# EXERCISE INSTRUCTIONS:
Scan the records for "headlight" and copy each line that contains it.

# RECORDS SUPPLIED:
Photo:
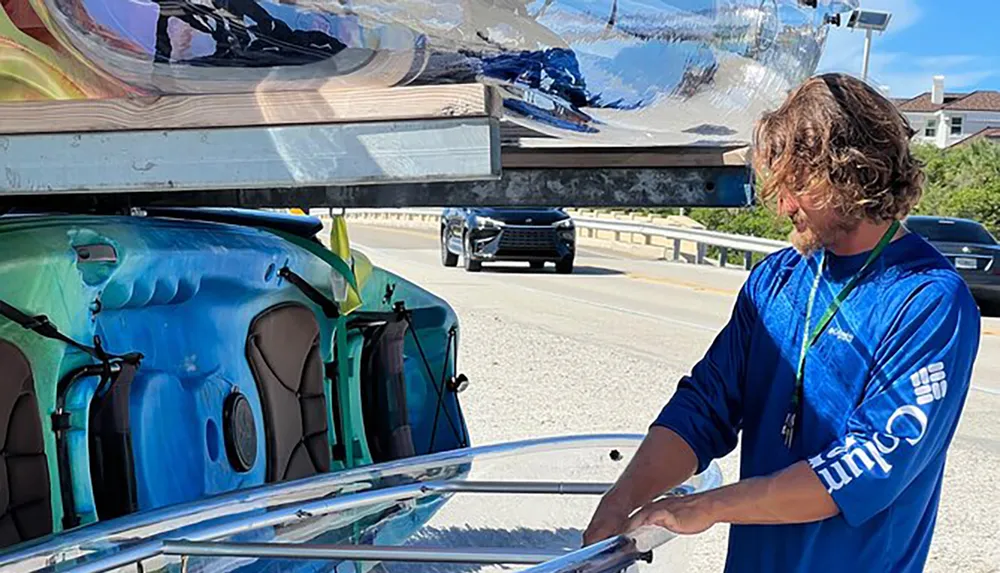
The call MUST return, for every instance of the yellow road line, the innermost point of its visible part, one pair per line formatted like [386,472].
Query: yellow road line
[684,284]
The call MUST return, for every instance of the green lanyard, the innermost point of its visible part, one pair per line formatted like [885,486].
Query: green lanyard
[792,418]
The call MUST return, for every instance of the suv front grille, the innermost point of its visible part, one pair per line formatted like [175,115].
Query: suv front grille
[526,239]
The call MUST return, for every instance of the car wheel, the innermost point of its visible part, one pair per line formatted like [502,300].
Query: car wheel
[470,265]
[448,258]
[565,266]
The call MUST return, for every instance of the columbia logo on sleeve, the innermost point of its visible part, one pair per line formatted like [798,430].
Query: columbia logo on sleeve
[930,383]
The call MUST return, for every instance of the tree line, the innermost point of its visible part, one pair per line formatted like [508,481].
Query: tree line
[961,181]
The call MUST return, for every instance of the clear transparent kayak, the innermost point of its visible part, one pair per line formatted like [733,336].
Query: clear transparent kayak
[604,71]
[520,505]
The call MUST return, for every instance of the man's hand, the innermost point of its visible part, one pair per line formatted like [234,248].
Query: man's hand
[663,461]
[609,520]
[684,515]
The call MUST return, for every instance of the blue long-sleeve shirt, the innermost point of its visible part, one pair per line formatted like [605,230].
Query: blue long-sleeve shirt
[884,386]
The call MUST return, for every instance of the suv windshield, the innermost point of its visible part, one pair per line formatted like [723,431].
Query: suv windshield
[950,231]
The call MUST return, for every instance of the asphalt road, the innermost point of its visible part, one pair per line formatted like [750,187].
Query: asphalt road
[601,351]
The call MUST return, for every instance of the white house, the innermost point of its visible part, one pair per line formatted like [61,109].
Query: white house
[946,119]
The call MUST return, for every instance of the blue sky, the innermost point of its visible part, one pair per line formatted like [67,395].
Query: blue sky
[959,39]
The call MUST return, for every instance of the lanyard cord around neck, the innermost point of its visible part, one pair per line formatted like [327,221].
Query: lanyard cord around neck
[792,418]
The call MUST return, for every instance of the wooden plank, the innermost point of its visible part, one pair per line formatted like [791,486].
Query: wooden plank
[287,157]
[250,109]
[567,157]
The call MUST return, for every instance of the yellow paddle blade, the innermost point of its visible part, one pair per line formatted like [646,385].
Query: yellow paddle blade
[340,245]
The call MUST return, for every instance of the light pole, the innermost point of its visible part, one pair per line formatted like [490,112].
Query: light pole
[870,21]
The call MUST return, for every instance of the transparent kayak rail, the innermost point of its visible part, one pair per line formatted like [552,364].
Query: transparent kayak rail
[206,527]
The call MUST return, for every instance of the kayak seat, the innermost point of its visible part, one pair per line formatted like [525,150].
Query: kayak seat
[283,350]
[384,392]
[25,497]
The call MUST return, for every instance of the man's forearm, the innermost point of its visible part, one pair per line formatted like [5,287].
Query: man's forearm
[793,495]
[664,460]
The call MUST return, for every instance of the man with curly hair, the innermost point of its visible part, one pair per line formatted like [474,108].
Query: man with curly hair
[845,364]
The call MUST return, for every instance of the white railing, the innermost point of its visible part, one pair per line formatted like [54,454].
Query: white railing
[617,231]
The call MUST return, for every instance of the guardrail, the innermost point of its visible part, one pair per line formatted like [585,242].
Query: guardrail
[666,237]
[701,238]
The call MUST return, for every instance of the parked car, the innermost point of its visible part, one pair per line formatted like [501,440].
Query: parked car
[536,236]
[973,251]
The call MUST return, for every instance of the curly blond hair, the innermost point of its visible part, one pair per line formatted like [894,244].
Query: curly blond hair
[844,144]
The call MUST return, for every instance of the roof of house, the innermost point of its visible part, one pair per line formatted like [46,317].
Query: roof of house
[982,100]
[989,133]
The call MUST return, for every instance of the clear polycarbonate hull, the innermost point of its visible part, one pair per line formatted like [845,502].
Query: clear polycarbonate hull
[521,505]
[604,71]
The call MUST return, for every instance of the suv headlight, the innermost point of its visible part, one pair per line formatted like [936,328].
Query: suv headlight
---
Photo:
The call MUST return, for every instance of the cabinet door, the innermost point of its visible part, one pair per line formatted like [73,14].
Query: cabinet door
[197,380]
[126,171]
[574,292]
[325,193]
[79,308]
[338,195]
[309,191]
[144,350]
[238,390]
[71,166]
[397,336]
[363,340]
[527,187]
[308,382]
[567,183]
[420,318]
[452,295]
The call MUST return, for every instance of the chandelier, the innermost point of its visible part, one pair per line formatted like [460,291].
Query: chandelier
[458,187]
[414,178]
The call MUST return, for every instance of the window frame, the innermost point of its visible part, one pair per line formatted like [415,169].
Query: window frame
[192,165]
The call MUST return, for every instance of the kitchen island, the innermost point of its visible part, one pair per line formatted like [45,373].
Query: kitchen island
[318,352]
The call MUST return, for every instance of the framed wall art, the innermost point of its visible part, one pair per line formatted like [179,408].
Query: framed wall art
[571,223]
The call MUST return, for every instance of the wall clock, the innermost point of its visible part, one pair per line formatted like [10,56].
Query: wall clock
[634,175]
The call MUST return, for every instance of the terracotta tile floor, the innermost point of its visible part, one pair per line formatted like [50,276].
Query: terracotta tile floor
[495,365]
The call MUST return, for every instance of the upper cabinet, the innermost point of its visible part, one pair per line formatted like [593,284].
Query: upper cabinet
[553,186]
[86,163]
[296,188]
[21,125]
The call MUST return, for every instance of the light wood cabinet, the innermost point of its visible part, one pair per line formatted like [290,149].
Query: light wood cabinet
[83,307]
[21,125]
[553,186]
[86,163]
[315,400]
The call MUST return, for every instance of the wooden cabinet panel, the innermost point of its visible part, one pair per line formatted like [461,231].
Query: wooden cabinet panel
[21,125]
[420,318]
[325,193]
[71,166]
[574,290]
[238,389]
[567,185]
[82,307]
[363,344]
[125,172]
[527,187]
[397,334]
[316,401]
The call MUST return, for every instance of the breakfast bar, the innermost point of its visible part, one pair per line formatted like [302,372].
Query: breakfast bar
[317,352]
* * *
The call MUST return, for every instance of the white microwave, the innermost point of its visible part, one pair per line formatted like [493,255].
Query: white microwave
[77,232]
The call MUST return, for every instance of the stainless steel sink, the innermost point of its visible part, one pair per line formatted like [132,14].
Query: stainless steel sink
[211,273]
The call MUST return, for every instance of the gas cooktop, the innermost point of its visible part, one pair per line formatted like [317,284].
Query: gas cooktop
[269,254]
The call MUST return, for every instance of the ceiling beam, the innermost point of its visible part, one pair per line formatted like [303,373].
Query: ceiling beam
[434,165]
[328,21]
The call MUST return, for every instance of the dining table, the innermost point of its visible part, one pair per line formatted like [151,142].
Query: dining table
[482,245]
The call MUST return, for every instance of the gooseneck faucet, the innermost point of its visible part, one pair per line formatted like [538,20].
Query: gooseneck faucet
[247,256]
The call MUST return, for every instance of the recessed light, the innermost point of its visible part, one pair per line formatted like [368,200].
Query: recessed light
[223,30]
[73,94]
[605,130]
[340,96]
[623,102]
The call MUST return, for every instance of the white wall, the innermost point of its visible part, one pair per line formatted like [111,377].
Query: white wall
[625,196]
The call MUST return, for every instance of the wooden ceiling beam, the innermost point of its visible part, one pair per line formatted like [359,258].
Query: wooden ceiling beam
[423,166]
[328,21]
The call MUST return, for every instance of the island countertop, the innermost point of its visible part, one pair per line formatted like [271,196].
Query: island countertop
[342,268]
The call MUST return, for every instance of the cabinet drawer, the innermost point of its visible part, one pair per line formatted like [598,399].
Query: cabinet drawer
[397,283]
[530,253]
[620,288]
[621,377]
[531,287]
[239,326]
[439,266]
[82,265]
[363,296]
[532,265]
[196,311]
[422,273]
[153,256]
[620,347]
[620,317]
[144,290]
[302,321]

# SOLUTION FOR THIS EXERCISE:
The call MUST return, for every instance of the suv headlight, the innermost point of its visible part, one pair per line formatted like [936,328].
Query: suv headlight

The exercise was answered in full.